Copy every line of the data below character for character.
-- Start --
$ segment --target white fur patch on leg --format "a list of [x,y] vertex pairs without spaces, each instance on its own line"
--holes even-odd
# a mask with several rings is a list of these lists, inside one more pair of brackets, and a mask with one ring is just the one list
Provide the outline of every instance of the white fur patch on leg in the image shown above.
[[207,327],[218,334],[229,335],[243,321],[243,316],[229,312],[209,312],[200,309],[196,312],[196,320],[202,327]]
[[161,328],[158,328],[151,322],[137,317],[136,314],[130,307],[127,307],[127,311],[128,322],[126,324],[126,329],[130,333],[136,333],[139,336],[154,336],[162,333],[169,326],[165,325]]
-- End --
:: ANSWER BELOW ::
$ segment --target white fur patch on leg --format "a list of [x,y] vertex pairs without spaces, each instance on its own line"
--holes even-odd
# a mask with several rings is a list of these lists, inside one more pair of brackets, and a mask with one ring is just the one list
Provide the outline of every instance of the white fur patch on leg in the image shown above.
[[207,327],[218,334],[229,335],[243,321],[243,316],[229,312],[209,312],[200,309],[196,312],[196,320],[202,327]]
[[161,328],[158,328],[151,322],[137,317],[136,314],[130,307],[127,307],[127,311],[128,322],[126,324],[126,329],[130,333],[136,333],[139,336],[154,336],[162,333],[169,326],[165,325]]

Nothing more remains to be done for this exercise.